Exercise objective
Convert everything from the line containing "Query: foliage" down to the line containing "POLYGON ((131 383, 205" into a JSON list of strings, one string per line, leaving out blank lines.

Extracted entries
━━━━━━━━━━━━━━━━━━━━
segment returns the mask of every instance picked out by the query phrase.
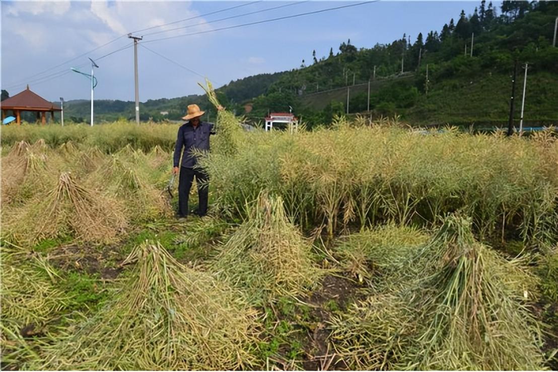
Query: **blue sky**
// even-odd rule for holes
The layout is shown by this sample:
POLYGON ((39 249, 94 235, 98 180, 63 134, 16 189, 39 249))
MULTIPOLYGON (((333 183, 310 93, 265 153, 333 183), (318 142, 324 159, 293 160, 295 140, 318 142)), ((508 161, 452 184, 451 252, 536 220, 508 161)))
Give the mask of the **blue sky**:
MULTIPOLYGON (((217 31, 166 40, 148 40, 257 22, 360 2, 347 1, 2 1, 1 3, 1 84, 13 95, 25 88, 55 100, 88 99, 87 79, 72 72, 80 66, 88 72, 87 57, 94 59, 131 46, 128 32, 198 17, 165 27, 137 33, 145 46, 172 60, 180 67, 141 46, 138 48, 140 99, 171 98, 201 94, 203 78, 219 86, 231 80, 262 72, 298 67, 334 52, 348 38, 358 48, 393 41, 419 32, 439 32, 462 9, 472 13, 480 1, 378 1, 316 14, 217 31), (208 13, 245 6, 211 15, 208 13), (287 5, 281 8, 219 22, 222 18, 287 5), (187 28, 167 31, 189 26, 187 28), (157 35, 155 31, 166 32, 157 35), (85 53, 83 56, 80 55, 85 53), (75 57, 74 61, 69 61, 75 57), (64 63, 66 62, 66 63, 64 63), (58 65, 60 66, 51 68, 58 65), (45 70, 46 72, 44 72, 45 70), (42 73, 42 74, 41 74, 42 73), (35 75, 35 76, 33 76, 35 75)), ((499 8, 499 2, 494 2, 499 8)), ((499 10, 498 9, 498 10, 499 10)), ((98 61, 95 99, 133 100, 133 48, 98 61)))

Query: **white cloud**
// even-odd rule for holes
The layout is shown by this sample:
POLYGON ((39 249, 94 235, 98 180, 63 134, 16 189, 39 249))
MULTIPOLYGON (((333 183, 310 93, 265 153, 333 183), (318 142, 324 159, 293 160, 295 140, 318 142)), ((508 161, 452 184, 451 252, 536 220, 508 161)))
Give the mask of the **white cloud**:
POLYGON ((262 57, 250 57, 248 58, 248 63, 254 65, 261 65, 265 62, 266 60, 262 57))
POLYGON ((99 0, 92 1, 91 12, 99 17, 113 31, 119 34, 126 33, 126 29, 117 19, 117 14, 114 14, 113 9, 109 8, 108 2, 99 0))
POLYGON ((29 13, 37 16, 51 13, 61 16, 70 10, 70 0, 59 1, 14 1, 6 3, 6 12, 11 16, 18 16, 20 13, 29 13))

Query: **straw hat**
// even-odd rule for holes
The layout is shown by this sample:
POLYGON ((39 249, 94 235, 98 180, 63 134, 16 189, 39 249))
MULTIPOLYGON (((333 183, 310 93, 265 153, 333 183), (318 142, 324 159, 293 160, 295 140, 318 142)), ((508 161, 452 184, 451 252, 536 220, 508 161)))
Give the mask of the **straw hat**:
POLYGON ((188 105, 188 115, 182 118, 182 120, 189 120, 193 118, 201 116, 205 113, 204 111, 200 111, 198 105, 188 105))

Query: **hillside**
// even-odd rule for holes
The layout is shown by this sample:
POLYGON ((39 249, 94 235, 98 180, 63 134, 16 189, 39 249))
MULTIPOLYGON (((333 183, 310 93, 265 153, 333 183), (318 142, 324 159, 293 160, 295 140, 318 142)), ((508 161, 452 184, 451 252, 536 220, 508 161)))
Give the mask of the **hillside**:
MULTIPOLYGON (((318 59, 314 55, 309 66, 303 63, 290 71, 231 81, 217 90, 219 100, 237 114, 246 114, 248 120, 259 123, 268 112, 286 111, 291 106, 311 127, 347 112, 349 86, 352 114, 400 115, 419 125, 499 124, 506 123, 509 115, 514 62, 518 65, 515 116, 518 119, 522 66, 528 62, 525 120, 533 124, 555 123, 558 48, 551 43, 558 2, 504 1, 498 14, 500 11, 482 1, 473 14, 456 14, 456 22, 451 18, 441 31, 430 31, 426 37, 419 34, 413 43, 405 34, 391 43, 371 48, 357 49, 348 40, 335 54, 332 48, 327 57, 318 59), (252 110, 246 113, 244 105, 248 102, 252 110)), ((191 103, 208 111, 206 120, 215 117, 206 98, 194 95, 142 102, 141 119, 179 120, 191 103)), ((89 102, 71 101, 65 109, 68 119, 86 121, 89 102)), ((95 101, 99 121, 132 119, 134 112, 132 102, 95 101)))

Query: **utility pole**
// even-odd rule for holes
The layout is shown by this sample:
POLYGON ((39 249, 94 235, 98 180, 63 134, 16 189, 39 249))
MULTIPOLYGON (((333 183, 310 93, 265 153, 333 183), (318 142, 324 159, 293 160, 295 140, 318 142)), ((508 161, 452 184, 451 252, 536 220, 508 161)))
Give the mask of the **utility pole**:
POLYGON ((516 76, 517 75, 517 61, 513 62, 513 78, 512 80, 512 96, 509 99, 509 121, 508 123, 508 135, 513 133, 513 96, 516 94, 516 76))
POLYGON ((349 91, 350 88, 347 87, 347 115, 349 115, 349 91))
POLYGON ((525 106, 525 87, 527 86, 527 70, 528 68, 529 64, 525 62, 525 77, 523 78, 523 97, 521 98, 521 118, 519 119, 519 135, 521 135, 521 133, 523 131, 523 107, 525 106))
POLYGON ((132 36, 128 34, 128 37, 134 40, 134 80, 136 82, 136 123, 140 124, 140 89, 138 87, 138 40, 143 38, 132 36))
POLYGON ((426 82, 425 83, 425 94, 428 95, 428 63, 426 63, 426 82))
POLYGON ((370 112, 370 79, 368 79, 368 99, 366 100, 366 111, 370 112))
MULTIPOLYGON (((88 57, 89 58, 89 57, 88 57)), ((97 64, 95 63, 95 61, 89 58, 89 61, 91 61, 91 126, 93 126, 93 89, 95 89, 95 84, 93 82, 95 81, 95 70, 94 68, 99 68, 97 64)))
POLYGON ((62 128, 64 127, 64 99, 60 97, 60 108, 62 111, 60 111, 61 115, 61 121, 62 122, 62 128))
POLYGON ((471 34, 471 57, 473 57, 473 41, 475 40, 475 33, 471 34))
POLYGON ((556 46, 556 30, 558 29, 558 17, 556 17, 556 21, 554 21, 554 39, 552 40, 552 46, 556 46))

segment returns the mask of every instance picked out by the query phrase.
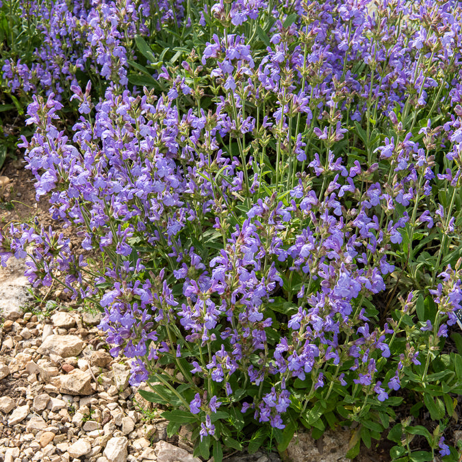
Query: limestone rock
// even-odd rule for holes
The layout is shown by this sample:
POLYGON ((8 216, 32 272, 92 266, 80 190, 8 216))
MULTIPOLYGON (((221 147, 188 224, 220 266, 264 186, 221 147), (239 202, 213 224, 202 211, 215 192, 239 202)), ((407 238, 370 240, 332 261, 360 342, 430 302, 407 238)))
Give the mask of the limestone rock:
POLYGON ((10 396, 0 398, 0 411, 8 414, 16 406, 16 401, 10 396))
POLYGON ((71 457, 81 457, 92 450, 92 445, 86 439, 77 439, 69 446, 67 452, 71 457))
POLYGON ((60 392, 68 395, 91 395, 92 376, 80 369, 74 369, 67 375, 60 377, 60 392))
POLYGON ((8 419, 8 425, 11 426, 23 422, 27 417, 29 410, 28 405, 16 407, 8 419))
POLYGON ((49 335, 37 352, 40 355, 54 353, 63 358, 77 356, 84 348, 84 342, 77 335, 49 335))
POLYGON ((197 457, 181 448, 177 448, 170 443, 159 441, 155 445, 154 451, 157 457, 157 462, 201 462, 197 457))
POLYGON ((51 316, 51 322, 55 327, 70 329, 75 325, 75 320, 68 313, 57 311, 51 316))
POLYGON ((10 369, 6 364, 0 364, 0 380, 10 375, 10 369))
POLYGON ((111 438, 106 445, 103 455, 109 462, 126 462, 128 456, 128 439, 125 437, 111 438))

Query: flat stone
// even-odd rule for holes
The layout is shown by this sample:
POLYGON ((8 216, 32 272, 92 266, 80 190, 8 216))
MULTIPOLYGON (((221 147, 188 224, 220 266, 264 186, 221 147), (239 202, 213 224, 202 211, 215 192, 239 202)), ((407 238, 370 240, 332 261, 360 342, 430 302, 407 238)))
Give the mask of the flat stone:
POLYGON ((91 380, 89 374, 80 369, 74 369, 67 375, 60 377, 60 392, 68 395, 91 395, 93 394, 91 380))
POLYGON ((42 394, 37 395, 34 398, 34 404, 32 405, 32 411, 35 412, 40 412, 43 411, 46 407, 48 402, 50 400, 50 396, 46 393, 42 393, 42 394))
POLYGON ((99 312, 90 313, 84 311, 82 321, 90 326, 97 326, 101 322, 101 313, 99 312))
POLYGON ((174 446, 164 441, 157 441, 154 448, 157 462, 201 462, 201 459, 194 457, 187 450, 174 446))
POLYGON ((35 432, 36 433, 38 431, 43 430, 47 426, 47 422, 40 415, 32 415, 26 425, 26 431, 29 433, 34 433, 35 432))
POLYGON ((38 442, 42 448, 44 448, 53 441, 54 437, 55 434, 52 431, 46 431, 42 434, 38 442))
POLYGON ((18 372, 25 369, 27 363, 32 359, 32 355, 29 353, 18 353, 8 364, 8 369, 11 374, 18 372))
POLYGON ((131 433, 135 428, 135 422, 129 417, 122 419, 122 433, 124 435, 131 433))
POLYGON ((57 311, 51 316, 51 322, 55 327, 70 329, 75 325, 75 319, 68 313, 57 311))
POLYGON ((106 444, 103 455, 109 462, 127 462, 128 439, 125 437, 111 438, 106 444))
POLYGON ((128 386, 128 379, 130 376, 130 370, 125 364, 114 363, 112 365, 114 385, 118 390, 125 390, 128 386))
POLYGON ((63 358, 77 356, 81 352, 84 341, 77 335, 49 335, 37 352, 40 355, 54 353, 63 358))
POLYGON ((8 419, 8 425, 11 426, 23 422, 27 417, 29 411, 29 405, 16 407, 8 419))
POLYGON ((67 450, 71 457, 81 457, 92 450, 92 445, 86 439, 77 439, 67 450))
POLYGON ((0 398, 0 411, 8 414, 16 406, 16 401, 10 396, 0 398))
POLYGON ((10 375, 10 368, 6 364, 0 364, 0 380, 10 375))
POLYGON ((112 357, 105 351, 92 351, 90 356, 90 363, 97 368, 106 368, 112 361, 112 357))

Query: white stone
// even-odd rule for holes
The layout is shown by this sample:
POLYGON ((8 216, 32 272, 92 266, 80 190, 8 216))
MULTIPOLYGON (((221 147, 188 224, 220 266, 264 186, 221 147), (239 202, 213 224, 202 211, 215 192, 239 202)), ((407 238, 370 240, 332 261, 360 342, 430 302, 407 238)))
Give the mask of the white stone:
POLYGON ((8 425, 11 426, 12 425, 16 425, 16 424, 23 422, 23 420, 27 417, 29 411, 29 405, 16 407, 8 419, 8 425))
POLYGON ((47 426, 47 422, 40 415, 32 415, 26 425, 26 431, 35 434, 47 426))
POLYGON ((68 395, 91 395, 92 376, 80 369, 74 369, 67 375, 60 377, 60 392, 68 395))
POLYGON ((51 324, 46 324, 42 332, 42 342, 44 342, 45 339, 50 335, 53 335, 53 326, 51 324))
POLYGON ((131 433, 135 428, 135 422, 129 417, 122 419, 122 433, 124 435, 131 433))
POLYGON ((154 451, 157 457, 157 462, 201 462, 201 459, 193 457, 187 450, 174 446, 170 443, 159 441, 156 443, 154 451))
POLYGON ((51 322, 55 327, 70 329, 75 325, 75 320, 68 313, 57 311, 51 316, 51 322))
POLYGON ((109 462, 126 462, 128 451, 128 439, 125 437, 111 438, 103 454, 109 462))
POLYGON ((77 356, 84 348, 84 342, 77 335, 49 335, 37 352, 40 355, 54 353, 63 358, 77 356))
POLYGON ((77 439, 67 450, 71 457, 81 457, 92 450, 92 445, 86 439, 77 439))
POLYGON ((42 394, 37 395, 34 398, 34 404, 32 405, 32 411, 35 412, 40 412, 43 411, 46 407, 48 402, 50 400, 50 396, 47 395, 46 393, 42 393, 42 394))
POLYGON ((128 386, 128 380, 130 377, 130 370, 125 364, 114 363, 112 365, 114 385, 118 390, 125 390, 128 386))
POLYGON ((16 406, 16 401, 10 396, 0 398, 0 411, 8 414, 16 406))

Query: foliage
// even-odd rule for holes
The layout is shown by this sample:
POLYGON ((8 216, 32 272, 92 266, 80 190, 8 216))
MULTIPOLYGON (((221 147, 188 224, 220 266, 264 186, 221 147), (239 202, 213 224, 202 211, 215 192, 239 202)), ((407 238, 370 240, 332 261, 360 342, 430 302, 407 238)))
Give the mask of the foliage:
POLYGON ((131 383, 205 459, 357 422, 349 457, 386 433, 394 459, 457 460, 459 3, 73 4, 34 7, 40 70, 3 77, 34 93, 37 198, 101 263, 25 224, 2 263, 100 306, 131 383))

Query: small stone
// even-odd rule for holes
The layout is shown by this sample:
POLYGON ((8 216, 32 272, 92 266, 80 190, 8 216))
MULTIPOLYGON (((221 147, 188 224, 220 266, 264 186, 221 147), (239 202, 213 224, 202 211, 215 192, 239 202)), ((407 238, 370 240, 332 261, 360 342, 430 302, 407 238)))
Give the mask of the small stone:
POLYGON ((40 355, 54 353, 68 358, 77 356, 81 352, 84 342, 77 335, 49 335, 40 345, 37 352, 40 355))
POLYGON ((61 329, 70 329, 75 325, 75 319, 68 313, 57 311, 51 316, 51 321, 55 327, 61 329))
POLYGON ((5 332, 10 332, 11 328, 13 326, 13 321, 10 319, 7 319, 5 322, 3 322, 3 331, 5 332))
POLYGON ((0 411, 8 414, 16 406, 16 401, 10 396, 0 398, 0 411))
POLYGON ((103 452, 109 462, 126 462, 128 451, 128 439, 125 437, 111 438, 103 452))
POLYGON ((53 441, 54 437, 55 434, 52 431, 46 431, 42 434, 38 442, 42 448, 44 448, 53 441))
POLYGON ((99 428, 100 424, 95 422, 94 420, 87 420, 85 424, 84 424, 84 431, 93 431, 94 430, 98 430, 99 428))
POLYGON ((90 363, 97 368, 106 368, 112 361, 112 357, 105 351, 92 351, 90 356, 90 363))
POLYGON ((45 339, 50 335, 53 335, 53 326, 51 324, 46 324, 42 332, 42 342, 44 342, 45 339))
POLYGON ((65 372, 68 373, 71 370, 74 370, 74 369, 75 369, 75 368, 73 365, 71 365, 70 364, 66 364, 66 363, 64 363, 64 364, 62 365, 62 370, 65 372))
POLYGON ((32 415, 26 425, 26 431, 35 435, 47 426, 47 422, 40 415, 32 415))
POLYGON ((79 369, 74 369, 67 375, 60 377, 60 392, 68 395, 91 395, 93 394, 91 380, 90 374, 79 369))
POLYGON ((92 450, 92 445, 86 439, 77 439, 69 446, 67 452, 71 457, 81 457, 92 450))
POLYGON ((16 407, 8 419, 8 425, 11 426, 12 425, 16 425, 16 424, 23 422, 23 420, 27 417, 29 411, 29 405, 16 407))
POLYGON ((157 461, 157 457, 155 455, 155 451, 152 448, 144 448, 141 453, 141 459, 145 459, 148 461, 157 461))
POLYGON ((128 386, 128 381, 130 377, 130 370, 125 364, 114 363, 112 365, 114 383, 118 390, 125 390, 128 386))
POLYGON ((157 441, 154 448, 157 462, 200 462, 200 459, 181 448, 174 446, 164 441, 157 441))
POLYGON ((46 393, 37 395, 34 398, 32 411, 34 411, 35 412, 40 412, 41 411, 43 411, 47 407, 47 405, 49 400, 50 396, 47 395, 46 393))
POLYGON ((89 311, 84 311, 82 321, 90 326, 97 326, 101 321, 101 314, 99 312, 90 313, 89 311))
POLYGON ((135 422, 129 417, 122 419, 122 433, 124 435, 131 433, 135 428, 135 422))
POLYGON ((10 375, 8 366, 6 364, 0 364, 0 380, 5 378, 8 375, 10 375))
POLYGON ((57 398, 51 398, 47 407, 51 412, 57 412, 65 408, 66 405, 64 400, 60 400, 57 398))

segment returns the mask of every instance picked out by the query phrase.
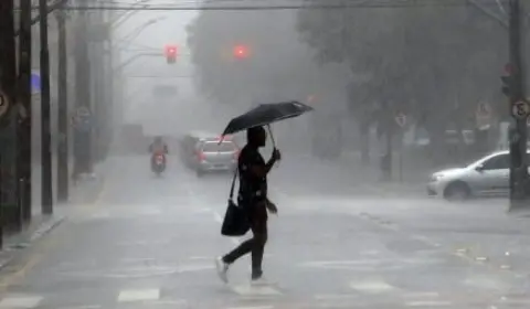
━━━━━━━━━━━━━━━━━━━━
Written answer
[
  "Query: foliage",
  "// even-odd rule for holes",
  "The layout is shown by this sample:",
  "POLYGON ((8 216, 32 272, 92 266, 80 190, 8 216))",
  "MULTIPOLYGON (((221 147, 188 224, 220 266, 264 186, 221 147), (239 202, 213 224, 202 211, 215 192, 239 202)), ((407 238, 370 240, 332 261, 360 342, 430 302, 407 238)))",
  "Give the mask of the foliage:",
  "POLYGON ((131 383, 205 459, 357 422, 349 457, 386 433, 394 459, 457 460, 459 3, 73 4, 34 7, 40 70, 3 77, 34 93, 37 198, 101 263, 25 224, 2 263, 100 306, 131 383))"
]